PROBLEM SET
**1.** Say whether each statement agrees with the post about vanishing wildlife. Answer yes or no for each, and quote the words of the post that decide it.
(a) The writer has used Hunters many times before.
(b) The Rhino herds on the surface have gone missing.
(c) The writer thinks penalties for over-hunting are a bad idea.
**2.** Write out the part of the post about vanishing wildlife that runs from "So after accidentally" to "absent as well.", word for word.

So after accidentally completely intentionally releasing clowns into my caverns a few years back, I noticed I wasn't getting any new cave creatures.  After enough sieges and badger-tussles on the surface I noticed the once mighty Rhino herds were absent as well. 

Did some research, learnt and animal populations and extinction, and I want a way out.  I've never even tried Hunters before, but with the current state of things I'd be too scared to try, for what seems like a very brief supply of meat at the cost of no more animals. 

Basically, it seems odd that as my fortress has grown larger and stronger, the threat and challenge of the wildlife gets weaker and smaller.  While having penalties and consequences to over-hunting etc. is a good idea, I just don't like the ghost-town my fort has become; it's kinda boring without beautiful wildlife to butcher.  Even some method of allowing repopulation without that micro-management of always allowing at least one from a herd to escape offscreen.

RECORDED DATA
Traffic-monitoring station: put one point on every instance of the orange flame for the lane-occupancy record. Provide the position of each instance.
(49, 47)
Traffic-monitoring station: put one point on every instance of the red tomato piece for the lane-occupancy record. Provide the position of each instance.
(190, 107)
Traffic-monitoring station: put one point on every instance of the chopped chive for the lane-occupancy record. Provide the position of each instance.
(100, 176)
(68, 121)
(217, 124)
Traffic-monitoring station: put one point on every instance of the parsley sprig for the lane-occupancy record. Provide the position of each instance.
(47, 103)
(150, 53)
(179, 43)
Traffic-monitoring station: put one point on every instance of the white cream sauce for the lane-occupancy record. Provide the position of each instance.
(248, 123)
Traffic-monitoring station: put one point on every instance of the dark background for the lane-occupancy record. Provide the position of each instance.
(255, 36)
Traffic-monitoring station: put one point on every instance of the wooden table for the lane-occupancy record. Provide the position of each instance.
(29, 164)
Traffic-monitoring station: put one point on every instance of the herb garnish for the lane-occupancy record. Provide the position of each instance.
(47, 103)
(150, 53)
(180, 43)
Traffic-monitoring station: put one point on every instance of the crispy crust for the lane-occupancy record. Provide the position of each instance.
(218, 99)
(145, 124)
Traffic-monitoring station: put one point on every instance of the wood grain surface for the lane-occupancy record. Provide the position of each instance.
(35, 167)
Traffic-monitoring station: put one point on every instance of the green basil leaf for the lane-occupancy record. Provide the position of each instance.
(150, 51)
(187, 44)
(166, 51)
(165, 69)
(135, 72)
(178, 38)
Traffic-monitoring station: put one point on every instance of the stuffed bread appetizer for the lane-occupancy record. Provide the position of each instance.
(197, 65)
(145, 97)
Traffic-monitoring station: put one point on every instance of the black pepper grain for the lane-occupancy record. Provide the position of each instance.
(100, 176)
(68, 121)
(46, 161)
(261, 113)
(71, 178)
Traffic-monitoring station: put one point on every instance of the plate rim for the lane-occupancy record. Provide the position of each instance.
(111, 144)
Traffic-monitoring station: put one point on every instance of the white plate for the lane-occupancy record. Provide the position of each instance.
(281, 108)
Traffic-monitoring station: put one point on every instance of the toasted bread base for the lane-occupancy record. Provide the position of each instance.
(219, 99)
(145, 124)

EXERCISE RESPONSES
**1.**
(a) No: "I've never even tried Hunters before"
(b) Yes: "the once mighty Rhino herds were absent as well"
(c) No: "While having penalties and consequences to over-hunting etc. is a good idea"

**2.**
So after accidentally completely intentionally releasing clowns into my caverns a few years back, I noticed I wasn't getting any new cave creatures.  After enough sieges and badger-tussles on the surface I noticed the once mighty Rhino herds were absent as well.